▸ **STATED EXERCISE A**:
Answer these questions about the passage on television:
(i) Which show does the passage say has gone through more cast changes than SNL?
(ii) Which two shows did the writer stay up to watch on Friday nights at five years old?
(iii) Which show did the writer's mom try to ban from the house?

▸ **PASSAGE TO READ**:
------------------------------------------------

So ER only has a few more episodes left before it goes to rest forever in television heaven, and I thought I would take a moment to wax nostalgic over this soon to be late, great show. Now this isn't one of those heart wrenching, soul eviscerating cancellations like Freaks and Geeks or Once and Again or Arrested Development (ouch-that one still hurts). I'm pretty sure ER is in its 29th season or something. It's gone through more cast changes than SNL. And honestly, I haven't watched this show with any kind of consistency since high school. Yet despite all these things, the fact that it's about to end makes me, well, a little wistful.

If you haven't already picked up on it, I'm a TV person. I love TV. I love all kinds of TV, from traditional laugh track sitcoms to pitch black dramas to reality to well whatever the hell kind of zany, awesomely bonkers show Lost is. I love TV not just for the medium or the stories it tells, but the experience of it, the physical act of watching, the waiting all week for a new episode, the shows you watch with friends or family, the big season finales or premieres, and that first second when a show starts and a theme song kicks in and right in the privacy of your own home you're drawn into another world. It's always been this way. Interwoven with my childhood memories are images of Donna Martin trying to graduate, Kevin Arnold pining away for Winnie Cooper, Stephanie Tanner repeating "how rude" for the umpteenth time. I remember Friday nights from when I was five years old, sitting in the sun room of our old house with my brother and sister, allowed to stay up with them and watch Step by Step and Perfect Strangers. There are probably a thousand seconds and minutes from when I was that age that have long since faded into the recesses of my thoughts, but wild and crazy Cousin Balkie going around and around in that revolving elevator still stands out vibrantly in my mind. I could not tell you what I did on my eighth birthday, but I can tell you that around that time Dylan and Kelly were having a torrid affair while Brenda was away in Paris in the fictional world of Beverly Hills 90210. I remember watching Friends when I was far too young to understand half of it, and I remember my outrage when for a couple of years my mom tried to ban it from our house (the result of some newspaper article she read about how morally loose the show was-you know the kind of article, the ones that sprung up from time to time about certain toys or videogames or movies and inevitably resulted in a mass parent movement outlawing said object and mass mutinies amongst the oppressed children).

------------------------------------------------

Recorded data
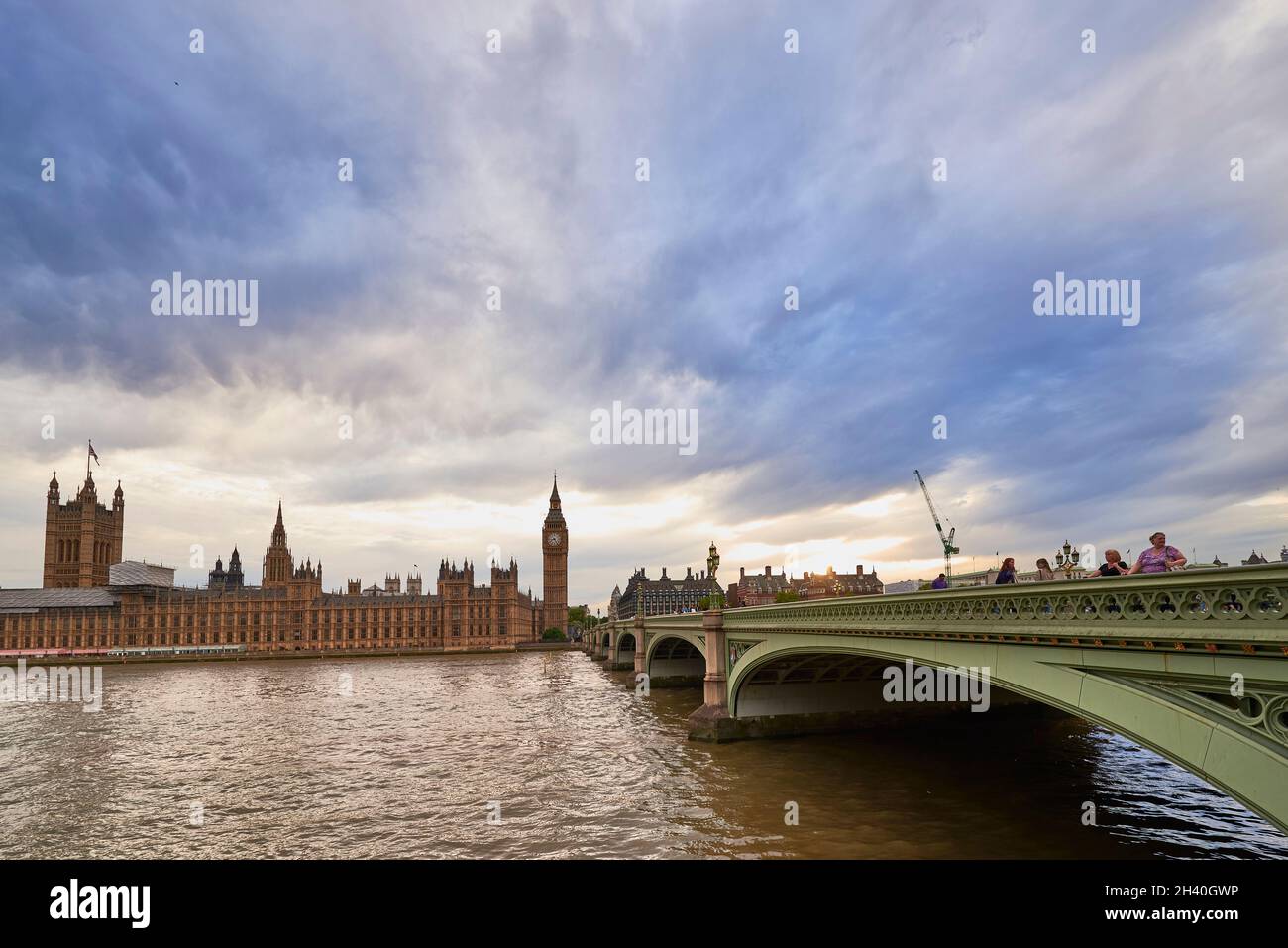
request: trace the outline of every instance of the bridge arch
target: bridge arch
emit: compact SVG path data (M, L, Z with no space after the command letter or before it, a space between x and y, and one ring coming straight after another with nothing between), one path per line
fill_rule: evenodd
M701 635L663 631L648 638L644 671L650 680L698 683L707 671L707 648Z
M844 698L808 689L766 701L756 674L792 657L824 656L845 674L848 657L936 668L988 667L990 684L1104 726L1148 747L1260 813L1288 827L1288 681L1283 662L1238 654L1109 652L1007 643L831 634L770 635L729 668L729 715L801 715L841 710ZM855 665L855 668L858 666ZM854 674L863 674L855 671ZM1260 680L1248 714L1222 707L1231 675ZM1240 679L1242 680L1242 679ZM782 687L782 685L779 685ZM1251 688L1251 685L1249 685ZM842 689L833 689L841 692ZM887 706L889 707L889 706ZM898 710L899 706L895 706ZM1275 728L1284 735L1275 733Z

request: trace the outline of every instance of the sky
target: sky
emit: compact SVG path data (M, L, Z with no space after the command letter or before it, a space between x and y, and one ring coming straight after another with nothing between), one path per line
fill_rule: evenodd
M0 586L90 438L189 586L258 582L281 500L328 590L540 595L555 470L592 608L712 540L933 577L914 468L958 569L1288 544L1288 5L0 10ZM254 325L157 314L175 272ZM1039 316L1057 273L1139 323ZM689 448L603 443L614 402Z

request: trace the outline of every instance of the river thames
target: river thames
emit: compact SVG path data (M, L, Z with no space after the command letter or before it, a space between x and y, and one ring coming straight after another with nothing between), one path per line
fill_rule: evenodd
M109 665L98 714L0 705L0 857L1288 857L1081 720L707 744L701 690L631 683L578 652Z

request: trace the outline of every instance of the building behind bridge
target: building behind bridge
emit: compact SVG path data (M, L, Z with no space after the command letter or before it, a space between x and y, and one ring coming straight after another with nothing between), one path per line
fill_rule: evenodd
M487 585L475 585L471 562L443 559L431 595L421 594L419 574L408 577L406 592L393 576L379 590L363 592L354 580L346 592L323 592L322 563L296 563L278 504L259 586L245 585L234 547L227 571L216 560L206 589L183 589L175 587L169 567L99 563L109 554L120 559L120 488L115 518L103 517L91 479L73 504L82 506L67 505L55 515L57 479L50 483L48 517L54 528L46 528L46 587L0 590L0 649L474 650L537 641L544 629L544 603L531 587L519 590L513 558L491 564ZM72 536L68 524L76 515L79 537L88 542ZM100 538L104 547L98 546ZM567 589L565 577L563 583Z
M617 594L617 589L613 590ZM689 567L684 571L684 578L676 580L666 574L662 567L662 576L657 580L648 578L644 567L640 567L626 582L626 591L617 594L617 618L635 618L641 616L665 616L675 612L694 612L701 608L703 599L721 595L720 583L707 577L703 569L694 573ZM613 616L614 603L609 602L609 616Z
M824 573L801 573L801 578L787 574L787 571L774 574L770 567L764 573L748 573L738 569L738 582L729 586L729 605L770 605L783 592L793 592L799 599L836 599L840 596L878 596L885 591L876 572L863 572L863 564L854 567L853 573L838 573L832 567Z

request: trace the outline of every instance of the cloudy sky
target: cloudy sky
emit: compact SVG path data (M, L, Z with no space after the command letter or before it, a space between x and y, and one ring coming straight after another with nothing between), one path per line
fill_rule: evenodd
M4 9L0 586L88 438L188 585L193 544L258 581L281 498L328 589L500 553L540 594L554 469L591 605L712 538L933 576L913 468L966 567L1288 542L1288 5ZM176 270L258 322L153 314ZM1057 272L1140 323L1037 316ZM613 402L696 450L594 443Z

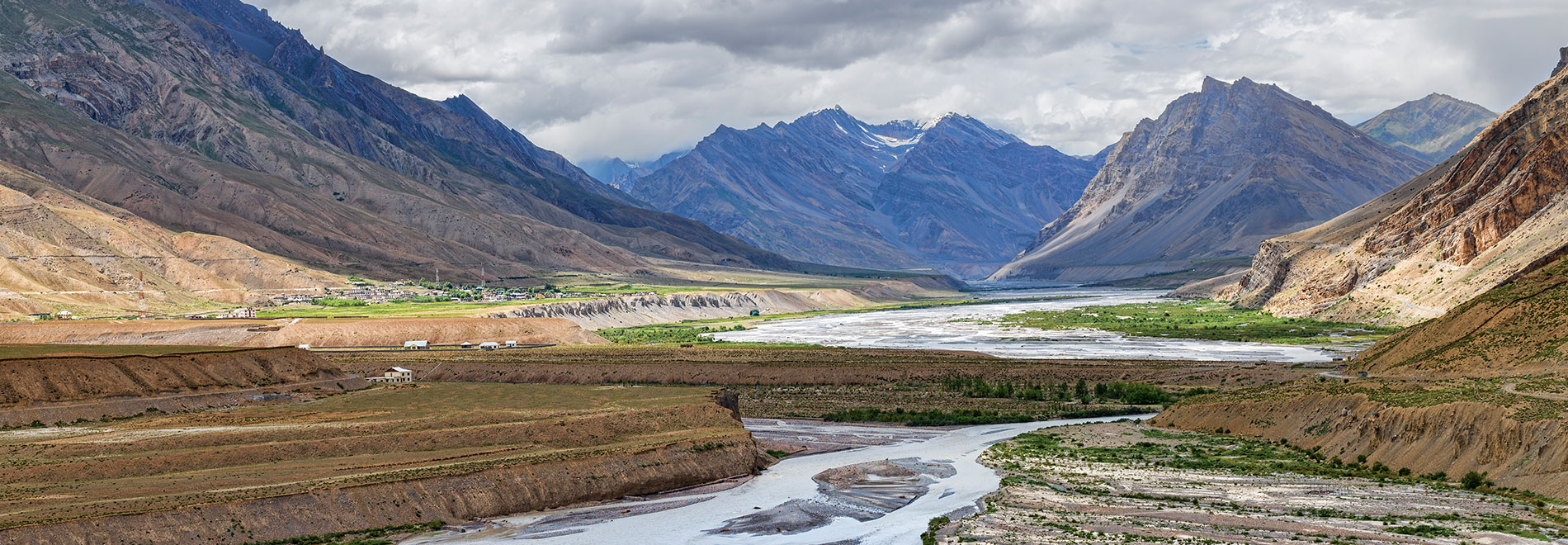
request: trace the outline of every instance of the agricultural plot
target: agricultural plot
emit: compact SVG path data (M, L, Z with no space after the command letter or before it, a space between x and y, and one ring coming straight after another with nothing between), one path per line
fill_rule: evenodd
M0 430L0 529L668 444L750 448L739 421L710 394L416 383L304 404Z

------------------------------------------------

▸ **STATED EXERCISE B**: In the rows from the start of the recorded data through the line holding "M701 635L663 631L648", inclusive, change "bridge arch" to "bridge span" and leave everything else as it is. Return only those rows, without the pictures.

▸ **TASK RESULT A**:
(i) ER
(ii) Step by Step and Perfect Strangers
(iii) Friends

▸ **TASK RESULT B**:
request: trace the outline of every instance of the bridge span
target: bridge span
emit: compact SVG path data (M, L, Z with no space after the command letter or before it, a space between x and y, and one ring coming straight after another with nothing between), one path per line
fill_rule: evenodd
M701 635L663 631L648 638L644 671L650 680L698 683L707 671L707 648Z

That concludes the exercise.